問題文: 世界遺産についての抜粋文から、「国連教育科学文化機関(ユネス」から「品などは登録の対象外である。」までをすべて、一字一句変えずに書き写してください。

抜粋文:
=====
国連教育科学文化機関(ユネスコ)の「世界の文化遺産及び自然遺産の保護に関する条約」(世界遺産条約)に基づき、その条約締結国から提出されたリストのなかから、ユネスコ世界遺産委員会での審議を経て登録される、一国にとどまらず人類全体にとって貴重なかけがえのない財産。
登録される対象は、建造物や都市景観、農地など人の手が加わったものと、自然景観や希少な生物の生息地など人の手が加わっていないものとに分けられ、前者を「文化遺産」、後者を「自然遺産」、両者の要素をあわせもつものを「複合遺産」とよぶ。登録要件は、各国政府がユネスコ世界遺産委員会に推薦した物件であること、顕著な普遍的価値をもつこと、国家がその遺産の保護に責任をもって対処することとなっている。また、対象が不動産に限定されるため、日本の国宝にあるような書画、文書(もんじょ)、陶磁器、宝飾品などは登録の対象外である。
1950年代後期から1960年代、エジプトのナイル川中流部にアスワン・ハイ・ダムの建設が計画され、それによって水没するヌビア地方の古代遺跡を保護するために国際プロジェクトが立ち上がったことが契機となり、1972年に世界遺産条約が採択された。1978年、「イエローストーン国立公園」(アメリカ)、「クラクフ歴史地区」(ポーランド)など、12件の遺産が初めて登録された。以後、毎年開かれるユネスコ世界遺産委員会で登録の可否が審議され、2024年12月時点で1223件(文化遺産952件、自然遺産231件、複合遺産40件)の遺産が登録されている(2024年12月時点の条約締約国は196か国)。
条約の名称にあるように、人類が受け継いできた文化や自然を未来に手渡せるよう「保護」をするのがこの制度の目的であり、原則として自国の遺産は自国で保護することになっているが、開発途上国が遺跡の保存などのために技術や人材が必要なときには、ユネスコが国際的な協力体制をとって保護に取り組んでいる。日本は、この保護プログラムなどの資金となるユネスコの世界遺産基金への拠出では、世界でトップクラスである。
=====
記録情報:
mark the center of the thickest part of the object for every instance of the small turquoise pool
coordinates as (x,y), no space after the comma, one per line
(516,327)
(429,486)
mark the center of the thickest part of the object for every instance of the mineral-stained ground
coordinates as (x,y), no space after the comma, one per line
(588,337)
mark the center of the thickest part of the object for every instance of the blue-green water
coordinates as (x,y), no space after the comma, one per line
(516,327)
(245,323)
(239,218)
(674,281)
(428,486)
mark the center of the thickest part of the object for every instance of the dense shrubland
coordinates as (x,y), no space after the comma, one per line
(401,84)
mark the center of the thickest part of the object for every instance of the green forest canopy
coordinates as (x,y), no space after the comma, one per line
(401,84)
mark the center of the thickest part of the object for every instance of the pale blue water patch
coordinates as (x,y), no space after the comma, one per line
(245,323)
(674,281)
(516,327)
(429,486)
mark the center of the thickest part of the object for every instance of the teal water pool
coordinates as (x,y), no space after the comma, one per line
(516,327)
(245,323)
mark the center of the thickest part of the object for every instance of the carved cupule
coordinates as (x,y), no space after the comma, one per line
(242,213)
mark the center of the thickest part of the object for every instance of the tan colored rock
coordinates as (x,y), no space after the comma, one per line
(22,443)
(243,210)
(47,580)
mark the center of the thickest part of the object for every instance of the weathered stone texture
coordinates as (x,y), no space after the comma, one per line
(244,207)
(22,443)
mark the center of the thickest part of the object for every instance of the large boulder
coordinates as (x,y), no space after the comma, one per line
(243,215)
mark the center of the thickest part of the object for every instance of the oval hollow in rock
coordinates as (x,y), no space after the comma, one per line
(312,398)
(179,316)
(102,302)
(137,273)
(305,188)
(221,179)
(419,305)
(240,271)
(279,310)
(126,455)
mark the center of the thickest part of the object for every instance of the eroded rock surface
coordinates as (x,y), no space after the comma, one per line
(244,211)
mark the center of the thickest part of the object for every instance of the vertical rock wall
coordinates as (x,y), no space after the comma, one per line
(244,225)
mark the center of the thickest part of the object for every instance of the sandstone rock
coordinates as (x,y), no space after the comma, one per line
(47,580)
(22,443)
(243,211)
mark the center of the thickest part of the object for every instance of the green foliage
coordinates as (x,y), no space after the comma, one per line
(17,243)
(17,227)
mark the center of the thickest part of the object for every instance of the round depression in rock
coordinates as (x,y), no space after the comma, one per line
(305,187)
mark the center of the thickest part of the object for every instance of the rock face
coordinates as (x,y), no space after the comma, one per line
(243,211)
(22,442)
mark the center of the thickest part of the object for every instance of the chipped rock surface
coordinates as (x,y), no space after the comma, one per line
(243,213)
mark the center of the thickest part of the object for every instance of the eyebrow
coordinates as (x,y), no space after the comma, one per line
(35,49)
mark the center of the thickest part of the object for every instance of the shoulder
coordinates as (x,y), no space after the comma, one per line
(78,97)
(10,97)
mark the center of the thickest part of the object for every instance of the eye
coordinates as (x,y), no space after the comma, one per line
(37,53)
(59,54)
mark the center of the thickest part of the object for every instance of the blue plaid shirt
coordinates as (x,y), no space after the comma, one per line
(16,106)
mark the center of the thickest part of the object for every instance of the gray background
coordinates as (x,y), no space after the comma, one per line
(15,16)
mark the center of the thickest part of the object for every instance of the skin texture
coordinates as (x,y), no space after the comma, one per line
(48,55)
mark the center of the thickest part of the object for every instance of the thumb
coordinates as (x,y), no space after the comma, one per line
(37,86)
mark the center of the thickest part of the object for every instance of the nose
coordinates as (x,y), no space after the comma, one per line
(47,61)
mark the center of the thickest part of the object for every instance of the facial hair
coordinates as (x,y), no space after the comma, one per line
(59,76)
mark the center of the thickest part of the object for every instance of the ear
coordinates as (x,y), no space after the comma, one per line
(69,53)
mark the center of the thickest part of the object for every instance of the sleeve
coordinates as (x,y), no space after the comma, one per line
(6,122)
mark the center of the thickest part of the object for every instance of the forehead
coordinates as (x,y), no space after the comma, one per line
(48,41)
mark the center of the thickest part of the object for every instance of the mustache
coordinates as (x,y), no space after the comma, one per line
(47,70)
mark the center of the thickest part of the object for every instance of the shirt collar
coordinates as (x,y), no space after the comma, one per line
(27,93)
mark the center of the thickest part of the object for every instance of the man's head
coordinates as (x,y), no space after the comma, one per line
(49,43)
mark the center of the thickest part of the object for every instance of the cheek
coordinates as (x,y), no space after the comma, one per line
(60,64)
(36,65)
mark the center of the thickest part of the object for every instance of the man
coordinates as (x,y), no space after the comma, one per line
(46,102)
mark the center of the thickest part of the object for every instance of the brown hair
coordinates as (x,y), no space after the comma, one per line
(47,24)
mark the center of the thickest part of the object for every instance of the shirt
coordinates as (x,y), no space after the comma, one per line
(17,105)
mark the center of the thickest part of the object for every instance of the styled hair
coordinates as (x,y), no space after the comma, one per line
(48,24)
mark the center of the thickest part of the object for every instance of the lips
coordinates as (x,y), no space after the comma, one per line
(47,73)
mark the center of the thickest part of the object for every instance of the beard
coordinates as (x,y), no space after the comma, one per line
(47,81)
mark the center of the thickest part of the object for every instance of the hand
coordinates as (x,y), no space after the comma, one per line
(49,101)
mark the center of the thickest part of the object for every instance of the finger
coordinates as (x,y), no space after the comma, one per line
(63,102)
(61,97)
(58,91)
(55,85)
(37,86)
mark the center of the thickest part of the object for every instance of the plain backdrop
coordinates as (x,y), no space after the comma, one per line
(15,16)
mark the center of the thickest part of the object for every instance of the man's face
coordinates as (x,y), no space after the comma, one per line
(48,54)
=====
最終解答:
国連教育科学文化機関(ユネスコ)の「世界の文化遺産及び自然遺産の保護に関する条約」(世界遺産条約)に基づき、その条約締結国から提出されたリストのなかから、ユネスコ世界遺産委員会での審議を経て登録される、一国にとどまらず人類全体にとって貴重なかけがえのない財産。
登録される対象は、建造物や都市景観、農地など人の手が加わったものと、自然景観や希少な生物の生息地など人の手が加わっていないものとに分けられ、前者を「文化遺産」、後者を「自然遺産」、両者の要素をあわせもつものを「複合遺産」とよぶ。登録要件は、各国政府がユネスコ世界遺産委員会に推薦した物件であること、顕著な普遍的価値をもつこと、国家がその遺産の保護に責任をもって対処することとなっている。また、対象が不動産に限定されるため、日本の国宝にあるような書画、文書(もんじょ)、陶磁器、宝飾品などは登録の対象外である。